===== EXCERPT TO READ =====

# A little advice...



## NewTrad (Oct 16, 2017)

I've been hunting traditional archery for a couple seasons now and have yet to get a shot on a deer, much less harvest one.  I've seen several deer and I either pass on the deer because of a bad shot angle, too far away (couple of occasions) or I get busted before they are in my effective range (majority of the time).  Question is:  What is y'alls strategy for having the opportunity to release an arrow without getting busted.  I typically hunt out of a climbing stand, so I'm typically in trees with little to no limbs.  However, if possible I look for a tree that is in close proximity to other trees for cover. I also hunt anywhere from 15-20 feet up.  Do you wait for the deer to pass by you before moving?  Any ideas or feedback would be greatly appreciated...


----------



## sawtooth (Oct 16, 2017)

Good question. Nobody is going to be able to tell you what you need to do to be successful. The old adage "experience is the best teacher" is perfectly applicable here. The thread entitled "how to shoot a deer" will help you a lot. Look for it in the sticky section up top. It was written by one of the most lethal people that has ever hunted with a stickbow.

=====

- _PROMPT 1_: Gather every line of the listing that contains the word "jacket".

===== INPUT RECORDS =====

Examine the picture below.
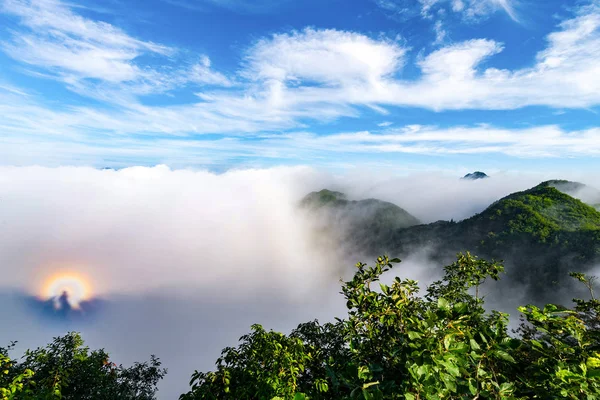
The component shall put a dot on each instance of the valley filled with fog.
(182, 262)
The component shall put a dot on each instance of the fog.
(186, 260)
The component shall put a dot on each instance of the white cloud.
(285, 80)
(327, 57)
(469, 10)
(96, 58)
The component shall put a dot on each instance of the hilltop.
(476, 175)
(541, 233)
(359, 222)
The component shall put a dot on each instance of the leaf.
(443, 303)
(474, 345)
(505, 356)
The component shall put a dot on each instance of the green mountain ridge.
(555, 232)
(359, 221)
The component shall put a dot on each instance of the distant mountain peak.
(476, 175)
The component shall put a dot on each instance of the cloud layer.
(285, 84)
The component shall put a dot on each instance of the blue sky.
(219, 84)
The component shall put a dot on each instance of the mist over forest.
(182, 262)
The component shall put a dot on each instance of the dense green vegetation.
(540, 233)
(395, 344)
(359, 223)
(66, 369)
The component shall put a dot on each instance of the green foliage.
(66, 369)
(396, 344)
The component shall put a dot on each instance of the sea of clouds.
(186, 260)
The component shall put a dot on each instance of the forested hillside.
(540, 234)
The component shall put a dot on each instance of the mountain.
(361, 222)
(541, 234)
(475, 175)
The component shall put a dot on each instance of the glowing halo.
(75, 285)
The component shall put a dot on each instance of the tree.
(395, 344)
(66, 369)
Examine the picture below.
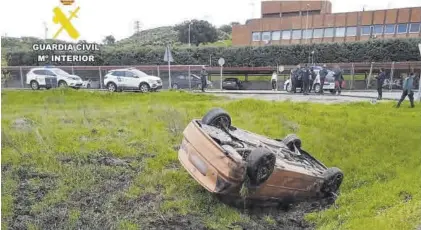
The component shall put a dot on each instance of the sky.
(97, 19)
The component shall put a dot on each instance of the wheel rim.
(221, 122)
(144, 88)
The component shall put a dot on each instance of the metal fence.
(358, 76)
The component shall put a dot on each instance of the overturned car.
(225, 160)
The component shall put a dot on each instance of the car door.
(131, 80)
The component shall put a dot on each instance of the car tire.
(290, 140)
(333, 178)
(217, 117)
(144, 88)
(112, 87)
(62, 84)
(260, 165)
(316, 88)
(34, 85)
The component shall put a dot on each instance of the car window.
(39, 72)
(48, 72)
(118, 73)
(129, 74)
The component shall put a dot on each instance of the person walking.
(323, 73)
(380, 80)
(203, 75)
(408, 83)
(274, 81)
(339, 79)
(294, 78)
(306, 79)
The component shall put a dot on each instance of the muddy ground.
(102, 206)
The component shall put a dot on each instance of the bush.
(374, 50)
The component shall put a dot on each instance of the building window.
(414, 28)
(276, 35)
(329, 32)
(266, 36)
(318, 33)
(351, 31)
(389, 29)
(286, 34)
(256, 36)
(402, 28)
(378, 29)
(307, 33)
(296, 34)
(340, 32)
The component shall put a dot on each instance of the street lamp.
(189, 33)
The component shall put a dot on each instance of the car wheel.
(317, 88)
(112, 87)
(144, 88)
(217, 117)
(62, 84)
(289, 88)
(34, 85)
(333, 179)
(260, 165)
(292, 140)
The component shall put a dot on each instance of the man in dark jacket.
(380, 80)
(407, 85)
(306, 79)
(203, 75)
(323, 73)
(339, 78)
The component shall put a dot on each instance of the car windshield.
(139, 73)
(60, 72)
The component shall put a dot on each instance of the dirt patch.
(284, 216)
(32, 188)
(23, 124)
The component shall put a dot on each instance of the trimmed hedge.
(373, 50)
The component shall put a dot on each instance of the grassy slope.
(52, 172)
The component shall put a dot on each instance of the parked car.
(131, 79)
(329, 83)
(224, 159)
(182, 82)
(47, 77)
(232, 83)
(87, 84)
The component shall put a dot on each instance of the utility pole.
(45, 31)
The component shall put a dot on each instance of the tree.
(109, 40)
(226, 28)
(200, 32)
(5, 75)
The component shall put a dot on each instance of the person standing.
(339, 78)
(407, 90)
(323, 73)
(203, 75)
(380, 80)
(306, 79)
(274, 81)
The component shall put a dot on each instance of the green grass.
(53, 170)
(286, 76)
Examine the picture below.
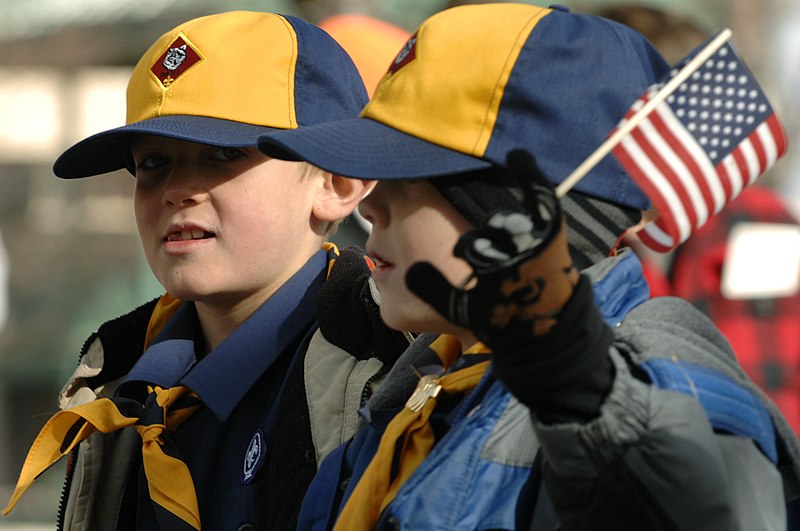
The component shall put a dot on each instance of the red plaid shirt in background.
(765, 333)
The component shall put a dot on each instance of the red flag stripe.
(658, 188)
(726, 181)
(699, 176)
(643, 136)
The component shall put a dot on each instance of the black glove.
(522, 271)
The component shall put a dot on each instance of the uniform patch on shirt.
(253, 457)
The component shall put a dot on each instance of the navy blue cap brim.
(108, 151)
(367, 149)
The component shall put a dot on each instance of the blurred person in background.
(3, 284)
(214, 403)
(762, 327)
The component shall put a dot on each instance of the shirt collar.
(226, 374)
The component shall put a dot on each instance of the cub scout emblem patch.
(179, 57)
(253, 457)
(407, 54)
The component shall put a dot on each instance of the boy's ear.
(339, 196)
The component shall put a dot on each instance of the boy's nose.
(182, 188)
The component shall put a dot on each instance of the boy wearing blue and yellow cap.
(213, 404)
(546, 391)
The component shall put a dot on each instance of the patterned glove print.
(522, 272)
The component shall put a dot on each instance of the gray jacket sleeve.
(650, 459)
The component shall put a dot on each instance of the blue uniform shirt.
(227, 443)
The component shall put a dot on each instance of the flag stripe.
(655, 186)
(671, 184)
(703, 176)
(700, 146)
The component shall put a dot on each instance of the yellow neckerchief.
(168, 478)
(410, 434)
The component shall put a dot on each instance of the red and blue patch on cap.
(179, 57)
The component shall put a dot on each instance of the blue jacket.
(479, 475)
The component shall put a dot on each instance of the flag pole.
(612, 141)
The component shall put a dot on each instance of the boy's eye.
(227, 153)
(149, 162)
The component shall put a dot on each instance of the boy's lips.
(184, 235)
(187, 232)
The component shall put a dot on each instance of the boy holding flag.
(546, 391)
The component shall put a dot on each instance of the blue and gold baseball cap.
(225, 79)
(475, 82)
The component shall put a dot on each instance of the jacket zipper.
(62, 502)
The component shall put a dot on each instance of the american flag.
(699, 148)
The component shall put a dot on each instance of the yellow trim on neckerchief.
(410, 434)
(168, 478)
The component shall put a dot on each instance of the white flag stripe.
(751, 159)
(655, 233)
(768, 141)
(734, 175)
(657, 179)
(679, 168)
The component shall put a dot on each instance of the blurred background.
(69, 254)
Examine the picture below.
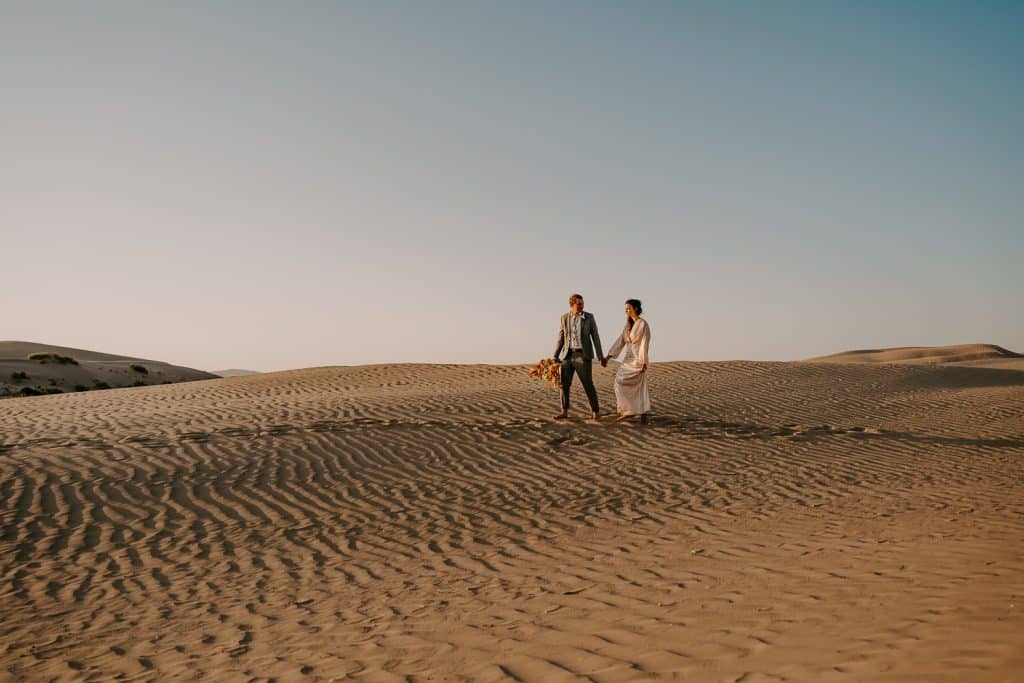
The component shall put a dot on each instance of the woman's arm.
(616, 348)
(644, 345)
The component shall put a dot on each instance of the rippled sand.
(776, 521)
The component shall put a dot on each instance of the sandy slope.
(115, 371)
(776, 521)
(961, 353)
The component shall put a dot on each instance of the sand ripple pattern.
(775, 521)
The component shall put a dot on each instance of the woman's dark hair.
(637, 307)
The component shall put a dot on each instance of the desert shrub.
(42, 357)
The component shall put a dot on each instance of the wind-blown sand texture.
(975, 354)
(775, 521)
(92, 367)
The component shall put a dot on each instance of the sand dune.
(928, 354)
(776, 521)
(235, 372)
(91, 370)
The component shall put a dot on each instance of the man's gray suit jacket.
(588, 337)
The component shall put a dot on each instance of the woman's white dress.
(631, 380)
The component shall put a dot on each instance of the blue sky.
(249, 184)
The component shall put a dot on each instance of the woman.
(631, 380)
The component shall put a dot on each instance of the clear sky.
(271, 185)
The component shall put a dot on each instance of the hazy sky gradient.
(268, 186)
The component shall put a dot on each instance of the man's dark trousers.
(576, 363)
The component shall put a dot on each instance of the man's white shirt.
(576, 322)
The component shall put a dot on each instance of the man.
(578, 335)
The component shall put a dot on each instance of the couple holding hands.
(578, 336)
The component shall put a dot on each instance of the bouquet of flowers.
(548, 371)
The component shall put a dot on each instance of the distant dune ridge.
(802, 521)
(69, 370)
(962, 353)
(235, 372)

=====

- _PROMPT 2_: In the archery forum thread, where does sawtooth say to look for the thread entitled "how to shoot a deer"?

- _EXERCISE SOLUTION 1_:
The component shall put a dot on each instance of the man in dark jacket.
The component shall put a dot on each instance of the gray jacket sleeve.
The component shall put a dot on each instance of the blue jacket.
The component shall put a dot on each instance of the jacket zipper.
The component shall put a dot on each instance of the man's gray suit jacket.

- _EXERCISE SOLUTION 2_: In the sticky section up top.